Segment Start: DATA

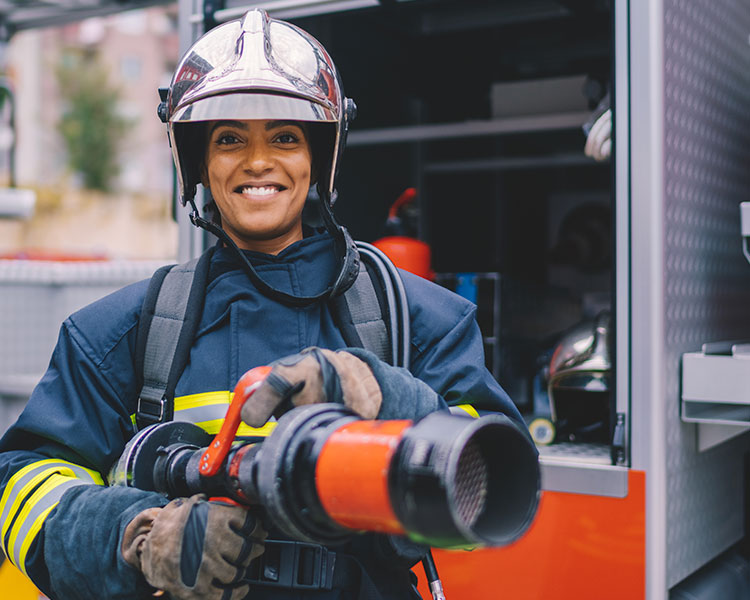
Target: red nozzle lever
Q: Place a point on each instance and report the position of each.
(215, 454)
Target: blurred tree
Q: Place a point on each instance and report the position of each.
(90, 124)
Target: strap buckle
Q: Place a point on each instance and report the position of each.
(150, 411)
(293, 565)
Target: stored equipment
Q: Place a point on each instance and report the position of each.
(446, 481)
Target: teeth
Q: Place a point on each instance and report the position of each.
(260, 191)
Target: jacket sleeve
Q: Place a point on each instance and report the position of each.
(448, 351)
(56, 517)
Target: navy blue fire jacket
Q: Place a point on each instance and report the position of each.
(62, 526)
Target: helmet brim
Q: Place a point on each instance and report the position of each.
(253, 105)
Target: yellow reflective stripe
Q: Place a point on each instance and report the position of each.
(30, 521)
(203, 399)
(468, 408)
(208, 409)
(27, 478)
(59, 475)
(212, 427)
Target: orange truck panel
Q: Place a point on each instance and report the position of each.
(580, 547)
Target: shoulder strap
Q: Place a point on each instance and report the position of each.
(373, 313)
(169, 320)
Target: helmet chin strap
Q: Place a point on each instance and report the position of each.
(345, 248)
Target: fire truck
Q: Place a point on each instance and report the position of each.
(580, 167)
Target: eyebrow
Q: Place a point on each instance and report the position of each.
(242, 125)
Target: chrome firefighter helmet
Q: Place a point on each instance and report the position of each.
(255, 68)
(580, 382)
(262, 68)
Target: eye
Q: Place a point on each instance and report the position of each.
(287, 137)
(226, 138)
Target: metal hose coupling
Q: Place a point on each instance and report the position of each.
(446, 481)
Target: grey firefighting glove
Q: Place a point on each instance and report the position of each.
(315, 375)
(194, 549)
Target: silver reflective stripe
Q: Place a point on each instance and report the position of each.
(21, 537)
(19, 500)
(17, 484)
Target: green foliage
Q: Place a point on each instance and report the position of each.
(90, 124)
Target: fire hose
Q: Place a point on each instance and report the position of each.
(323, 474)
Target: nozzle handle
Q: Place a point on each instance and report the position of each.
(216, 453)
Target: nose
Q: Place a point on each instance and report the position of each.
(258, 158)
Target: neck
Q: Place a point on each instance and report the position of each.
(271, 246)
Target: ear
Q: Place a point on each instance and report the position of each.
(204, 176)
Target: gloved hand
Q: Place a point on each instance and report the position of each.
(193, 549)
(315, 375)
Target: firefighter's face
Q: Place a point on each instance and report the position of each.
(259, 175)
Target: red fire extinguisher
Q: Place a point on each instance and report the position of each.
(406, 252)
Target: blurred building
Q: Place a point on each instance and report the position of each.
(140, 48)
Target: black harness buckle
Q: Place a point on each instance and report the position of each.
(149, 412)
(293, 565)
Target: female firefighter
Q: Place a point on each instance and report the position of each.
(255, 114)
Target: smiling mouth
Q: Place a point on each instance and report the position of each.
(259, 191)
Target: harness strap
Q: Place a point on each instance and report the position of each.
(168, 323)
(361, 317)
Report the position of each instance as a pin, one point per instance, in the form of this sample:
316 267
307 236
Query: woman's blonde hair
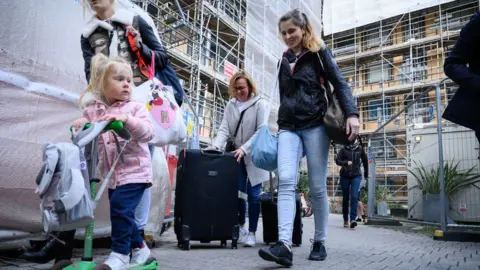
252 89
100 68
310 40
86 5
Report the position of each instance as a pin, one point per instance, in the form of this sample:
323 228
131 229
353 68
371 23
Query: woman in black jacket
304 97
351 157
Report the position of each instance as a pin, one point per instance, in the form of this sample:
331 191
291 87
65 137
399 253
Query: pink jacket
137 164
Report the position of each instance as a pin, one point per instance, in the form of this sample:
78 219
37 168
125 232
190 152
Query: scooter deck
91 266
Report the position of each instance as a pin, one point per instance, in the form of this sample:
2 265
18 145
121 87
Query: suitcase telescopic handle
212 152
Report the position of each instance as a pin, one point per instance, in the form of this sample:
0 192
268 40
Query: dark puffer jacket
305 91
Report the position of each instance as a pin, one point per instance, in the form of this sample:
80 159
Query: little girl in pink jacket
108 99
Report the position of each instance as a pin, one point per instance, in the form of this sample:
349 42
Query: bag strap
270 101
146 71
241 118
271 186
323 67
110 172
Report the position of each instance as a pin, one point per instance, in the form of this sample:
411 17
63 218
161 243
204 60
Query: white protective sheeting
41 77
341 15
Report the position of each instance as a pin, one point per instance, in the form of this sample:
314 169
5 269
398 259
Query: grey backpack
64 182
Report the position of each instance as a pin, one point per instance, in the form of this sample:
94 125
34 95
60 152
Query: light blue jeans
314 143
143 209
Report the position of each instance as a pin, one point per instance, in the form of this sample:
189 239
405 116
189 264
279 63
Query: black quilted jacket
305 91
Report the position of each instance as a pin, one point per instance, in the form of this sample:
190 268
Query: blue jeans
123 201
350 187
253 194
143 209
315 143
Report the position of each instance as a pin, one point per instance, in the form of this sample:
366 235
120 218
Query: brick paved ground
363 248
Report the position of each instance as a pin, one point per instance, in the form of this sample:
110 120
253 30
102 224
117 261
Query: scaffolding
388 63
208 40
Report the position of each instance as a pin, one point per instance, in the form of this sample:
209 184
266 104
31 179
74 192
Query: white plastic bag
166 115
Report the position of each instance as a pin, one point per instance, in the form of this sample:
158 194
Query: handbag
166 115
230 146
334 119
265 145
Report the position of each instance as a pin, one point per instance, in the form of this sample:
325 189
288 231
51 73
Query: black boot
52 249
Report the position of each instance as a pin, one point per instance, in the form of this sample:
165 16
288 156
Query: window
344 44
420 112
383 147
415 29
450 92
374 74
372 38
376 109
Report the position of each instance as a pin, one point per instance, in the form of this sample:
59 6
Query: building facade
390 62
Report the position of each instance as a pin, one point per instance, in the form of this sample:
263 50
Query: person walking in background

Segment End: DATA

WHAT TO PRODUCE: Word for word, repeat the lines of data above, omitting every picture.

OUTPUT OF THE TASK:
Target: red nozzle lever
Q: Place a point on each instance and report the position of each.
(215, 454)
Target: blurred tree
Q: Place a point on each instance and report the position of each.
(90, 124)
Target: strap buckle
Q: Place a point on each instance and report the position of each.
(150, 411)
(293, 565)
Target: stored equipment
Q: Place a point on each instance and report the position of each.
(446, 481)
Target: teeth
Q: Place a point on each instance and report the position of each.
(260, 191)
Target: jacket sleeve
Q: Place a point on each instance and report the position of each.
(448, 351)
(56, 517)
Target: navy blue fire jacket
Q: Place a point on each instance and report the position of each.
(62, 526)
Target: helmet brim
Q: Place a point on each instance and report the position of each.
(253, 105)
Target: yellow reflective stripe
Q: Place a point on each instance and report the position of each.
(30, 521)
(203, 399)
(468, 408)
(208, 409)
(27, 478)
(59, 475)
(212, 427)
Target: orange truck panel
Q: Place a point on each instance and report the position of each.
(580, 547)
Target: shoulder strap
Q: Place a point on each instance and report the position of each.
(373, 313)
(169, 320)
Target: helmet chin strap
Q: Place a point on each instance and report the position of each.
(345, 248)
Target: fire truck
Q: Place a point on each instance and report the position of each.
(580, 167)
Target: eyebrow
Q: Place a point on each instance and report the position of each.
(242, 125)
Target: chrome firefighter helmet
Q: Place a point on each instance and report the position of each.
(255, 68)
(580, 382)
(262, 68)
Target: eye
Q: Place a point on each instance and report the position of each.
(287, 137)
(226, 138)
Target: metal hose coupling
Q: Place a point on each instance and report the position of each.
(446, 481)
Target: grey firefighting glove
Q: Place a point on each instance and report the position of each.
(315, 375)
(194, 549)
Target: silver reflective stripe
Q: Place a point on each instance and report the position of each.
(21, 537)
(19, 500)
(17, 484)
Target: green foliage
Q: Place a point on each instance and report the position of each.
(90, 124)
Target: fire hose
Q: Place a point on each instance and report the position of each.
(323, 474)
Target: nozzle handle
Q: Place a point on each instance and report the position of each.
(216, 453)
Target: nose
Q: Place a point on each instance and report the position of each.
(258, 158)
Target: neck
Q: Place a point on each instance and report the position of each.
(271, 246)
Target: ear
Q: Place a point on each instance and report the position of each.
(204, 176)
Target: gloved hand
Q: Place a point on each instance and report the position of each.
(193, 549)
(315, 375)
Target: firefighter's face
Q: Place a point on each instance and report the position of each.
(259, 175)
Target: red fire extinguisher
Q: Place a point on each instance and report the position of each.
(406, 252)
Target: blurred building
Q: Place a point on each instance and report the position of each.
(140, 48)
Target: black harness buckle
Q: Place a point on each instance and report the position of each.
(149, 412)
(293, 565)
Target: female firefighter
Q: Place a point on each instance and report the position of each.
(255, 114)
Target: smiling mouth
Q: Place a point on each instance and report the position of each.
(259, 191)
Target: harness strap
Q: Place a point on each instance and report the position of each.
(168, 323)
(361, 317)
Report the position of each instance as a pin, one point per instance, in the form of this sample:
316 267
307 236
Query: woman's blonde hair
252 89
100 68
310 40
86 5
Report the position of each instance as a pin, one point per instance, in the form of this sample:
323 228
131 229
353 68
371 23
Query: woman in black jacket
304 97
351 157
Report the position of each instance as a pin, one point per instance, in the form of this sample:
331 191
291 87
65 137
399 253
Query: pink jacket
137 164
Report the position of each instance as a pin, one point per instance, in the form of this sample:
78 219
37 168
125 232
190 152
Query: scooter deck
91 266
Report the position of each instance as a pin, one point per instance, in the form of this sample:
2 265
18 145
121 87
Query: suitcase telescopic handle
212 152
Report the position of each instance as a pin, one point per instance, in the form of this sample:
0 192
268 40
Query: dark puffer jacket
305 91
Report the position of each instance as a pin, one point per instance, in the form of this sample:
80 159
Query: little girl in pink jacket
108 99
Report the position of each instance as a pin, one point per instance, in the form of this sample:
349 42
Query: bag strap
270 101
146 71
241 118
271 186
323 67
110 172
Report the position of each instance as a pin, one point per instance, in the form of this sample:
411 17
63 218
161 243
204 60
Query: white protective sheeting
41 77
341 15
Report the position of each instance as a pin, one point per instance, in the form of this sample:
314 169
5 269
398 259
Query: grey backpack
64 182
Report the position of each instance as a pin, one point per instance, in the form of this sample:
94 125
34 95
60 152
Query: light blue jeans
314 143
143 209
Report the position of each instance as a pin, one point per instance, in the form of this sample:
189 239
405 116
189 264
279 63
Query: black quilted jacket
305 91
Report the position of each instance as a pin, one point per instance, in the form of this sample:
190 268
Query: blue jeans
123 201
350 187
253 194
143 209
315 143
Report the position of each instance as a pin, one point per instance, in the form of this sample:
366 235
120 218
Query: brick paved ground
363 248
Report the position of each instance as a pin, one point per instance, in the form of this sample:
110 120
253 30
102 224
117 261
Query: scaffolding
388 63
208 40
Report the position of each instance as a pin, one point per instance, in the form of this sample:
209 184
266 104
31 179
74 192
Query: white plastic bag
166 115
Report the position of each instance as a pin, one point per instance, in the form of this sample:
158 194
Query: handbag
166 115
230 146
334 119
265 145
Report the position of each instance as a pin, one point per instance, in the form of this sample:
325 189
288 231
51 73
Query: black boot
52 249
Report the position of each instance as a pin, one point per instance, in the form of this sample:
165 16
288 156
Query: window
344 44
420 112
383 147
415 29
450 92
374 74
372 38
376 109
Report the position of each instance as a pin, one point per instance, in the form of this sample:
59 6
Query: building facade
390 62
Report the position of each instance as a pin, one point per instance, in the form of this sample:
263 50
Query: person walking in background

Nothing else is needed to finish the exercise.